» Challenge
Show every line of the listing below that contains the word "mesh", counting only matches with the same case.

Part of a data file
● ● ● ● ●

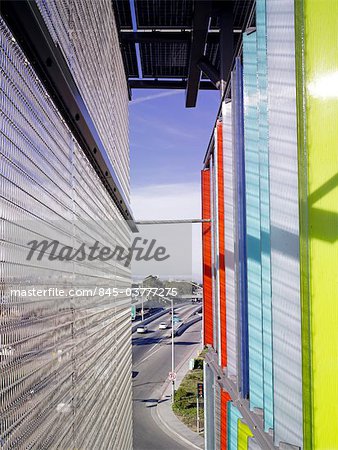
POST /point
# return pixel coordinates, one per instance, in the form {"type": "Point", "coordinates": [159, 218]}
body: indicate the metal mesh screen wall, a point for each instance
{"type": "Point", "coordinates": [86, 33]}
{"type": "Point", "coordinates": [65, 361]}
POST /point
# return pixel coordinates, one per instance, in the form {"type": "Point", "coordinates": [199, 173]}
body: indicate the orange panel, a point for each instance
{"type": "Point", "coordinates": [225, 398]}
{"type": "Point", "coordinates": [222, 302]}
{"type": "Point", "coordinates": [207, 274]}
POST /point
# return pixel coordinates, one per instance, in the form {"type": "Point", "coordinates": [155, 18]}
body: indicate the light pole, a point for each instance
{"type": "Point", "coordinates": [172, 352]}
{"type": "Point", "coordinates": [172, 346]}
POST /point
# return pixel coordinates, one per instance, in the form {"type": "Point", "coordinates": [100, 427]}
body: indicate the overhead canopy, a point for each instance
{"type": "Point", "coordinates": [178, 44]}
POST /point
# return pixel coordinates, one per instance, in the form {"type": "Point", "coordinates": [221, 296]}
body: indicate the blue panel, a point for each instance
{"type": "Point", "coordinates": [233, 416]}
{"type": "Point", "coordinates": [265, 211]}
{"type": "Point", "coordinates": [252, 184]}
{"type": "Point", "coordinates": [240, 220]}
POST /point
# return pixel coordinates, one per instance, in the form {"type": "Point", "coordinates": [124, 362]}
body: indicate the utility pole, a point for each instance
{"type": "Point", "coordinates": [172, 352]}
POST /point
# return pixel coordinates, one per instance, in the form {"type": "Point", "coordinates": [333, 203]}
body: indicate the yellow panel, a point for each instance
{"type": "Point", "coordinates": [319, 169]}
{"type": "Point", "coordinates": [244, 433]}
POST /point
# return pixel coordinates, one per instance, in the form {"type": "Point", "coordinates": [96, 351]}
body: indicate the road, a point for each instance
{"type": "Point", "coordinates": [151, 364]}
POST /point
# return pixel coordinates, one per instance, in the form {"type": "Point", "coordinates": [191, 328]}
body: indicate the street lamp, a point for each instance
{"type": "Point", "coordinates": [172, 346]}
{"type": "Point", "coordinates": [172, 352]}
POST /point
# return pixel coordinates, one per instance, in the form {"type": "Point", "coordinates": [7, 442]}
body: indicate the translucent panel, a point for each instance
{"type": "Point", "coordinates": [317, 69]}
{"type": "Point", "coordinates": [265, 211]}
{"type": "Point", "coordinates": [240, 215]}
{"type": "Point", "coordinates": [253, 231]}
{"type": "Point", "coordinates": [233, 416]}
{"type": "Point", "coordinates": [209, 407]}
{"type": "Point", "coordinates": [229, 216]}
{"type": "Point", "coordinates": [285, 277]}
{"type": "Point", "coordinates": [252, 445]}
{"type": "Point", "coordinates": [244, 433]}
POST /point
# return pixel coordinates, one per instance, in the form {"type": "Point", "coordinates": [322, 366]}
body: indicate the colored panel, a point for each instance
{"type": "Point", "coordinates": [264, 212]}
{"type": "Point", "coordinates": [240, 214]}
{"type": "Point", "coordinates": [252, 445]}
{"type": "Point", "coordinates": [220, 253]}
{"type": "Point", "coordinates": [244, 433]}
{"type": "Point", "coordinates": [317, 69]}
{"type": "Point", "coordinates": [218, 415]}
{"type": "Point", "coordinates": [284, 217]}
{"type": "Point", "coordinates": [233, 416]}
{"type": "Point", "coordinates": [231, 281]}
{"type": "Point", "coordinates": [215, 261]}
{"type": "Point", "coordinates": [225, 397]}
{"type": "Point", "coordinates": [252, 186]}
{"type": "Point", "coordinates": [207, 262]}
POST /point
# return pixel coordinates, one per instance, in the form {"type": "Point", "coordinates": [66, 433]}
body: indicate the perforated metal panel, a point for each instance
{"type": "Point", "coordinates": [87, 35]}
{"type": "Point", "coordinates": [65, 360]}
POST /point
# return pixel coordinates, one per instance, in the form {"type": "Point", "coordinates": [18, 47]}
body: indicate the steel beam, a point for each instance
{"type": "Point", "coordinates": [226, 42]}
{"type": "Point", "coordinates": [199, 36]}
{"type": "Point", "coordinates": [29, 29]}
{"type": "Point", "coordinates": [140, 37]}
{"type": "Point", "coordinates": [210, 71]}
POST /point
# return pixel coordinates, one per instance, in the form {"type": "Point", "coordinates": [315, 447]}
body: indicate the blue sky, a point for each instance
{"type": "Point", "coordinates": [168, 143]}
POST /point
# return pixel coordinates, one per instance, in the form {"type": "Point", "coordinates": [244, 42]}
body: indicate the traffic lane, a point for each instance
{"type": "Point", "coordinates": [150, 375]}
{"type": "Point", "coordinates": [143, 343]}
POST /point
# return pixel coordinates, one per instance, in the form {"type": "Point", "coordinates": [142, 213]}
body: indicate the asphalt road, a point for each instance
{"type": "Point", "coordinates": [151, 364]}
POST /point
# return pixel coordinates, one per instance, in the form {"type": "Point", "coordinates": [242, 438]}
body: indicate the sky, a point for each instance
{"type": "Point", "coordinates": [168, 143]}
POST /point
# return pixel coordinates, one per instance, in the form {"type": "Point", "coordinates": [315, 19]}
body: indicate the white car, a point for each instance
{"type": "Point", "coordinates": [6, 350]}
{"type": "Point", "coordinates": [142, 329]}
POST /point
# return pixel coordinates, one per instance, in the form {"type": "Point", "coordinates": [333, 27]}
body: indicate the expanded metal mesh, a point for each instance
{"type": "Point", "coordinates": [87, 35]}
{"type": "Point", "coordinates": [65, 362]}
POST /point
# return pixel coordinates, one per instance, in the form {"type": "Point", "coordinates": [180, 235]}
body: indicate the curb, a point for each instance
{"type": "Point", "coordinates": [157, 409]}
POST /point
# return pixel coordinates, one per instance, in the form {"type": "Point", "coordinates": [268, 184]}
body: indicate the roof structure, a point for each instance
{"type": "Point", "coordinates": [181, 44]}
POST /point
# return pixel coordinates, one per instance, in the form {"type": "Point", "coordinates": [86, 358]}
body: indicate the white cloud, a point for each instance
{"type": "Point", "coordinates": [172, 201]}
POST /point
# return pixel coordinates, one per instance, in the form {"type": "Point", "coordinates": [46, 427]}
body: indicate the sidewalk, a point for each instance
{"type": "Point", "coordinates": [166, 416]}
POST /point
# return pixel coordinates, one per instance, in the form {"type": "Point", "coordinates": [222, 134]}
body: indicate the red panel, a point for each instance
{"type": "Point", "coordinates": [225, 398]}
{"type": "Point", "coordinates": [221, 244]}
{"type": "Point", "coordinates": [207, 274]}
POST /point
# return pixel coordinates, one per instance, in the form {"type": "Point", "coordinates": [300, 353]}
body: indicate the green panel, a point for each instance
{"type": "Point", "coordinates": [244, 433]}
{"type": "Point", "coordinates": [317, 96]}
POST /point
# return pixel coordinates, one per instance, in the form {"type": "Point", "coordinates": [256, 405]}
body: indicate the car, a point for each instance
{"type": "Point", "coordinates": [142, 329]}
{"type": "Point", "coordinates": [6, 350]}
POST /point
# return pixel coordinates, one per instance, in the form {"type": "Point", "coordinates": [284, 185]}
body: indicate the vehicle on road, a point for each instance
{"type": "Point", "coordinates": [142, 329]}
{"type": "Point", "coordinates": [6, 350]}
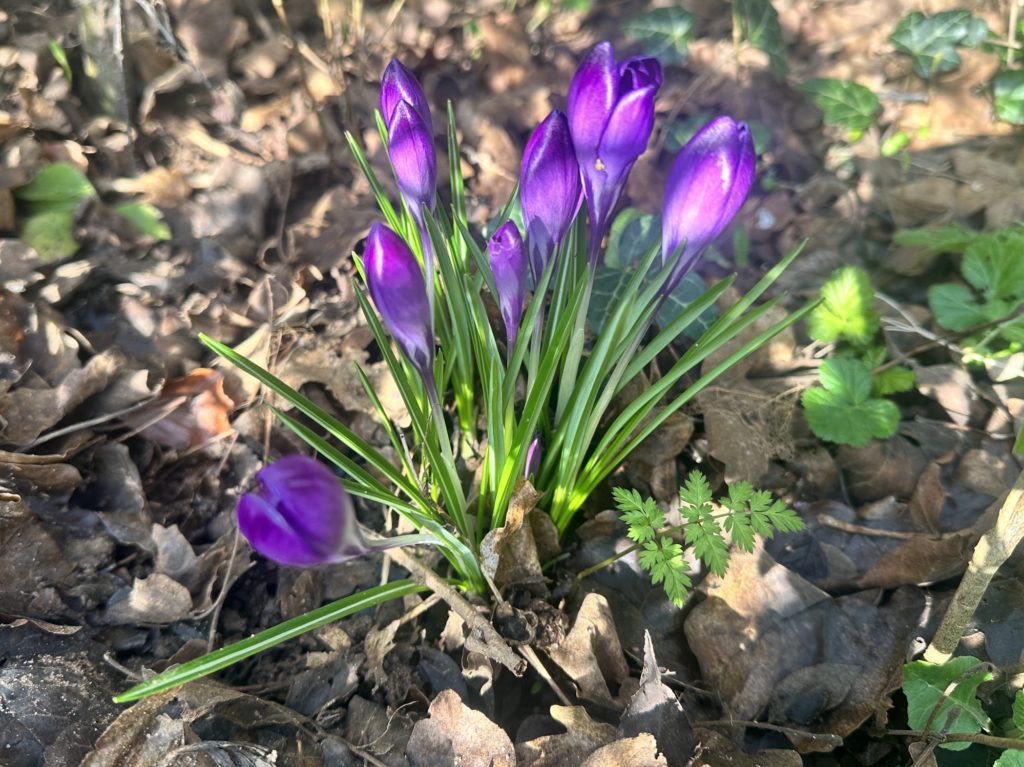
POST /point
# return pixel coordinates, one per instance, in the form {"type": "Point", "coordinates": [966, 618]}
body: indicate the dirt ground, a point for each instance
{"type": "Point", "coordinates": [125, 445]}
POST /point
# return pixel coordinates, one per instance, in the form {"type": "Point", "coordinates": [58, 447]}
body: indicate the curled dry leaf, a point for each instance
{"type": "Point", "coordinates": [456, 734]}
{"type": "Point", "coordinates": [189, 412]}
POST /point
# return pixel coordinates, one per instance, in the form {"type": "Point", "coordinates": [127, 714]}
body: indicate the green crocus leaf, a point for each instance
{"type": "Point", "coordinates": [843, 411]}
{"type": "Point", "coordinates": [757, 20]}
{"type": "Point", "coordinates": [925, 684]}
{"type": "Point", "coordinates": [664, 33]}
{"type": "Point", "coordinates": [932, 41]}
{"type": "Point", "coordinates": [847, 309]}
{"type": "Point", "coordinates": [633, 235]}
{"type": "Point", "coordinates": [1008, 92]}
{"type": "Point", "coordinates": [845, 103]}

● ● ● ● ●

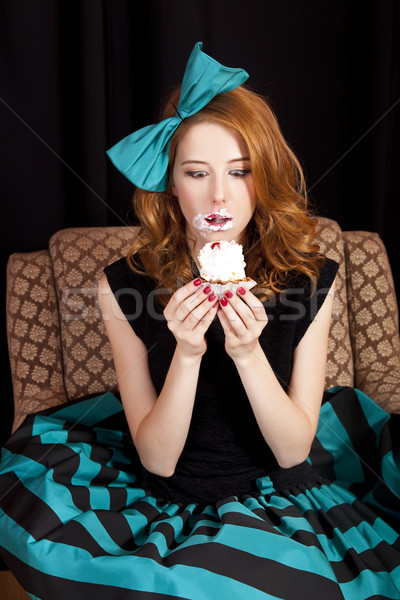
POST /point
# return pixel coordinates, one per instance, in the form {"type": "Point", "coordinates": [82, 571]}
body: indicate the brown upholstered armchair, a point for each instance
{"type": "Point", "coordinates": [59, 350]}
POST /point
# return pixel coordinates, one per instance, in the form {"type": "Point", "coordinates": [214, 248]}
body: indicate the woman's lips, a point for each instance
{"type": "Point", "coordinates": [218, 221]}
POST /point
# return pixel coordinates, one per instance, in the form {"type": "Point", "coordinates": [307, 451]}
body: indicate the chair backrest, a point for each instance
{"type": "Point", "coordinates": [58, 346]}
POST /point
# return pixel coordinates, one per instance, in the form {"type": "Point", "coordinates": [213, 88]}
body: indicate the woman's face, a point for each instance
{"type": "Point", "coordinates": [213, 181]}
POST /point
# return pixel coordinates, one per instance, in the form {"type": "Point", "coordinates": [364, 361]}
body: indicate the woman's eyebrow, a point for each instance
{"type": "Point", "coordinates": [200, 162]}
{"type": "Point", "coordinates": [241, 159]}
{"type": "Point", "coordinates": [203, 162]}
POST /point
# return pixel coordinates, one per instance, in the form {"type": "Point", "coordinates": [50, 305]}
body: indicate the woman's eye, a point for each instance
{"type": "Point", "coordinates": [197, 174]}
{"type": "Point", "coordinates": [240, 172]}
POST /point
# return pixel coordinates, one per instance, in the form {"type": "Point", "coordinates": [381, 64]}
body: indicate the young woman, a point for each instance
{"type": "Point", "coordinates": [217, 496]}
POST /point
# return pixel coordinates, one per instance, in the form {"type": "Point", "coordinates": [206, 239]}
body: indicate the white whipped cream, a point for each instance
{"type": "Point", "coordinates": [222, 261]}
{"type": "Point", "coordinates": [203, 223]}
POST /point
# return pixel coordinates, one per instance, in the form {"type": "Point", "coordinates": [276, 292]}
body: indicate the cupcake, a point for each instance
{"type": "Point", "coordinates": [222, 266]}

● ● ● ● ●

» The response
body: indicate the metal mesh screen wall, a point for each instance
body: indicate the expanded metal mesh, a point for each instance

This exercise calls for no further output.